GOAL OF THE EXERCISE - Go through the records and show each line where the word "sample" occurs.
** EXERCISE MATERIALS follows **
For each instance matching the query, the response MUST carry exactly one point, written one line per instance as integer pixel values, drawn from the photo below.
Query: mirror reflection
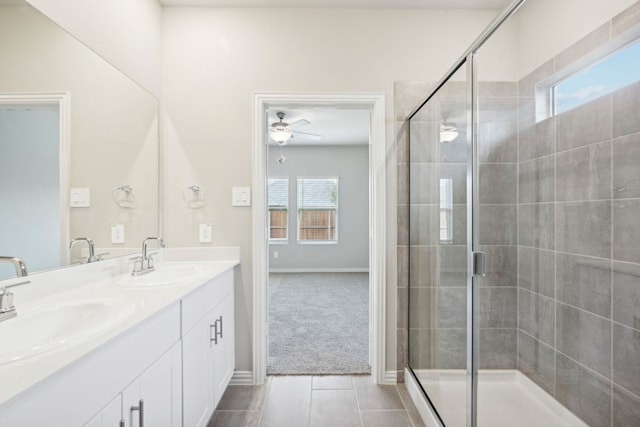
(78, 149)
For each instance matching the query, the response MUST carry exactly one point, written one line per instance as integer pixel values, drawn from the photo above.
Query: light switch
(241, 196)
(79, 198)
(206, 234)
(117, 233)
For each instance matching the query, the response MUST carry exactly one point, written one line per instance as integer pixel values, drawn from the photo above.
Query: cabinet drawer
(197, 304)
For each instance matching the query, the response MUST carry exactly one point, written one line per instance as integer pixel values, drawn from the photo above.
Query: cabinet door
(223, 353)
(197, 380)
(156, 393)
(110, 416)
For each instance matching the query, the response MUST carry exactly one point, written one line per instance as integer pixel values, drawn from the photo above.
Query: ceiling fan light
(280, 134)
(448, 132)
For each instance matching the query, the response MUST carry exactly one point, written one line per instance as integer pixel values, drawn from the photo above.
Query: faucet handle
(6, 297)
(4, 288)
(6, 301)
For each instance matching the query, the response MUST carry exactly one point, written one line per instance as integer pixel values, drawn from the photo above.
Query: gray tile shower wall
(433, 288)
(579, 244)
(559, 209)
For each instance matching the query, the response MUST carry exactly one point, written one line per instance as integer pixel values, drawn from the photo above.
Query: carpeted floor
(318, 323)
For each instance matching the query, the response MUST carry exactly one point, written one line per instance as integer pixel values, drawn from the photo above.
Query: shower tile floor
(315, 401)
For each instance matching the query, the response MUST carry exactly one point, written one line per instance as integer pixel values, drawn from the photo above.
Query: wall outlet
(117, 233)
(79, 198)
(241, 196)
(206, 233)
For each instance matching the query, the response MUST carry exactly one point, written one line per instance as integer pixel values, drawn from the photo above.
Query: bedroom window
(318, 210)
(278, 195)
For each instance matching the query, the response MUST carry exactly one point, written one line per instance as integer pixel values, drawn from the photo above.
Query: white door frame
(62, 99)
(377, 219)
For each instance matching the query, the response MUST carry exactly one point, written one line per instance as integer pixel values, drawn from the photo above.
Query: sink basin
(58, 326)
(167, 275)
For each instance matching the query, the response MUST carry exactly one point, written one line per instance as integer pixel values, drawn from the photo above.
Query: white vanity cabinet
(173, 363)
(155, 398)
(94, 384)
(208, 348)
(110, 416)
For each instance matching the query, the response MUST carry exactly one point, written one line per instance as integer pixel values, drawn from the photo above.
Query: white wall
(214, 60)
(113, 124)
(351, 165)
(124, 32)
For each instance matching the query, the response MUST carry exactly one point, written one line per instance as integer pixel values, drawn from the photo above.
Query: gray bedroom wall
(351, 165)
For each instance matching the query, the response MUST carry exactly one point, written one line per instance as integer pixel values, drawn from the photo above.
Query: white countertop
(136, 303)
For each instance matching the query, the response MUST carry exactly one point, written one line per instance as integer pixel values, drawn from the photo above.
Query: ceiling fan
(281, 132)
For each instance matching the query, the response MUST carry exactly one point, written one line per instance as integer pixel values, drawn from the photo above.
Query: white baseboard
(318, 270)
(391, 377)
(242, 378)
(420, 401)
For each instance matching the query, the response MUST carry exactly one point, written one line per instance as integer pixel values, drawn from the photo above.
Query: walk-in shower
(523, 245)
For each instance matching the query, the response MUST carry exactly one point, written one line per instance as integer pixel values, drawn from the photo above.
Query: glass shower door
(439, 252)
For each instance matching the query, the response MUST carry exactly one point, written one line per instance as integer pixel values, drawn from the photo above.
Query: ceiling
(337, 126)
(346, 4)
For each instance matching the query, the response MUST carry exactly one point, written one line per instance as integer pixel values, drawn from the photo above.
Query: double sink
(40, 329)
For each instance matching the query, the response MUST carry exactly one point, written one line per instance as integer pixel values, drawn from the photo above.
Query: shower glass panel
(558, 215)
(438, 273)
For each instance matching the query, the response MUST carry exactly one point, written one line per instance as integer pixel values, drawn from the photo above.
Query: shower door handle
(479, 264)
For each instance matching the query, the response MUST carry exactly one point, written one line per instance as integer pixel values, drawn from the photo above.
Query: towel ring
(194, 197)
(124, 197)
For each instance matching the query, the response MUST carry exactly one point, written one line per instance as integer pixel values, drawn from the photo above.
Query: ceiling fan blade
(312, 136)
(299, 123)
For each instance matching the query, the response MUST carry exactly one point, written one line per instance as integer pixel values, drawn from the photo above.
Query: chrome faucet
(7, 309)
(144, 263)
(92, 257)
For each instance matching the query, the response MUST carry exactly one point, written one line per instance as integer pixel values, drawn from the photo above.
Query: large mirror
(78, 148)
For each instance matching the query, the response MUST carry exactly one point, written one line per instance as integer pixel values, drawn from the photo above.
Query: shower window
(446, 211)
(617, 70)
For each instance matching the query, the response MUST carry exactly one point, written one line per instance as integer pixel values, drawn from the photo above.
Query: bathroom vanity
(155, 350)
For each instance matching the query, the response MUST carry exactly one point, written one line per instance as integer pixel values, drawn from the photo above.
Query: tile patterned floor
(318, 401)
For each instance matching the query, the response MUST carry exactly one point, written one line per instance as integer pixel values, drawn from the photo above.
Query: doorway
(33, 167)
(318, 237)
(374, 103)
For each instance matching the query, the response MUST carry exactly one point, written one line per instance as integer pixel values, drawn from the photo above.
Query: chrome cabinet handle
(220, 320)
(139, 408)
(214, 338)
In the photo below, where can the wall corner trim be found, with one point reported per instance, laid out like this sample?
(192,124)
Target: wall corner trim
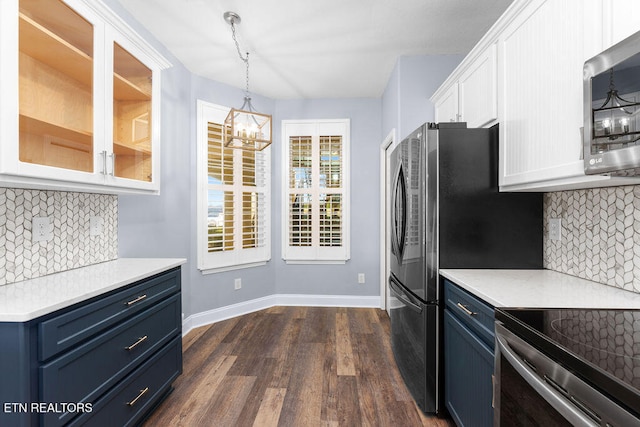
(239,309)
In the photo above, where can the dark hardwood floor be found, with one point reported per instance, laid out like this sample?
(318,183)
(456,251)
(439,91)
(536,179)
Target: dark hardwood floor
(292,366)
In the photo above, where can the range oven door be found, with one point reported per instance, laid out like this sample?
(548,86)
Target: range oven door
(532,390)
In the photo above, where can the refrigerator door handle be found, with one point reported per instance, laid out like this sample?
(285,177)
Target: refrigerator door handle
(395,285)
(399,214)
** End of EXERCISE MATERIALS **
WRITTEN SOLUTION -
In the photo below, where can the wall corner trim be found, with one point reported per instance, laid out like this sample?
In the photo above, where can the dark hardwood floor be found, with one point reported per instance, laid out like this sample?
In the photo above, where can the range oven door be found, with one point reported per instance, laid out like this sample?
In the photo above, where can the refrigerator door handle be found, with one point reported per instance, laid out like this sample?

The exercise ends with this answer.